**Work to be completed**
In the records below, find the line with "Detection query: white cloud"; retype that line and all the following lines through the end, exactly, and add nothing.
━━━━━ Material provided ━━━━━
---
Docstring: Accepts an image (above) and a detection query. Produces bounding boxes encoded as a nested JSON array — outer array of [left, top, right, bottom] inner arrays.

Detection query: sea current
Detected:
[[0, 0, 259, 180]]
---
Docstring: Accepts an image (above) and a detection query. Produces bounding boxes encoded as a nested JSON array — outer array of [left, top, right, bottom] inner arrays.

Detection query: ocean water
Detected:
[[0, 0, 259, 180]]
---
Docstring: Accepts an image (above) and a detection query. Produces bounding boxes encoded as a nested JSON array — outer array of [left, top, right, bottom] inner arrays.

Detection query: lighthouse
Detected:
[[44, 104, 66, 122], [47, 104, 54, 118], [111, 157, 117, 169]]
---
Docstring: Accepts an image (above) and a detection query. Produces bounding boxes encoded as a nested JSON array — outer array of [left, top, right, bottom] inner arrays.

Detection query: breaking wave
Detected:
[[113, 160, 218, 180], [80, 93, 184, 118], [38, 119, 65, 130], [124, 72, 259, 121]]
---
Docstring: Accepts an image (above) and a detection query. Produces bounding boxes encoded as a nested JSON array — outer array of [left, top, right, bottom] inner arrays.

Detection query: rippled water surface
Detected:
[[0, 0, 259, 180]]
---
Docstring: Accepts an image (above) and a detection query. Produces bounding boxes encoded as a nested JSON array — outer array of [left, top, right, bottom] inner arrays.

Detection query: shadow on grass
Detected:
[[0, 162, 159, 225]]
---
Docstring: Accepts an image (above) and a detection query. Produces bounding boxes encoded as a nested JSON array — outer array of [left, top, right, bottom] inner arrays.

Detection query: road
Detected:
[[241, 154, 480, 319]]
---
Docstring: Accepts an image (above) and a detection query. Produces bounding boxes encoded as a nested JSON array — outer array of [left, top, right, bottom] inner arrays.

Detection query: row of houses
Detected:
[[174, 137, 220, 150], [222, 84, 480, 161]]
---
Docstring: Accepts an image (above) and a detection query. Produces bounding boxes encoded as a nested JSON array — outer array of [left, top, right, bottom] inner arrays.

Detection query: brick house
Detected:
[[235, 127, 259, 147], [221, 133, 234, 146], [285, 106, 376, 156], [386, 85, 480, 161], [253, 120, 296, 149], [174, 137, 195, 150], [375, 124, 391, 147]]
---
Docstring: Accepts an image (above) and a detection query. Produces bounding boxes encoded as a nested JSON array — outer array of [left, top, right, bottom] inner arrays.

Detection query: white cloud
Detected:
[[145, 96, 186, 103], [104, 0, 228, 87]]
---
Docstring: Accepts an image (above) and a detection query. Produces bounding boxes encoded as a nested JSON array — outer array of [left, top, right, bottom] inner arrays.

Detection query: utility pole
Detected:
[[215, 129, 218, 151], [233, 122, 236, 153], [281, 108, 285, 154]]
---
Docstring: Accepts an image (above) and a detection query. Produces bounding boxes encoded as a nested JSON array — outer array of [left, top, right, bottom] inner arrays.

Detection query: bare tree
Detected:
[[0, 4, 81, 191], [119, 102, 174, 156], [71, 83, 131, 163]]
━━━━━
**Solution for this problem**
Detection query: white cloud
Detected:
[[145, 96, 186, 103], [104, 0, 228, 87]]
---
Docstring: Accepts an image (above) and a detection query. Produces bounding boxes encoded as a nested JSON array — outer array of [left, top, right, bottom] inner arrays.

Detection query: utility pole
Detected:
[[215, 129, 218, 151], [233, 122, 236, 153], [281, 108, 285, 154]]
---
Docstring: Accepts an image (above) and a detection query. Produces bounding boxes encoded as a nested JSON array — outer array of [left, top, right, bottom] inner arrays.

Detection query: bare tree
Detected:
[[0, 4, 81, 191], [119, 102, 174, 156], [71, 83, 131, 163]]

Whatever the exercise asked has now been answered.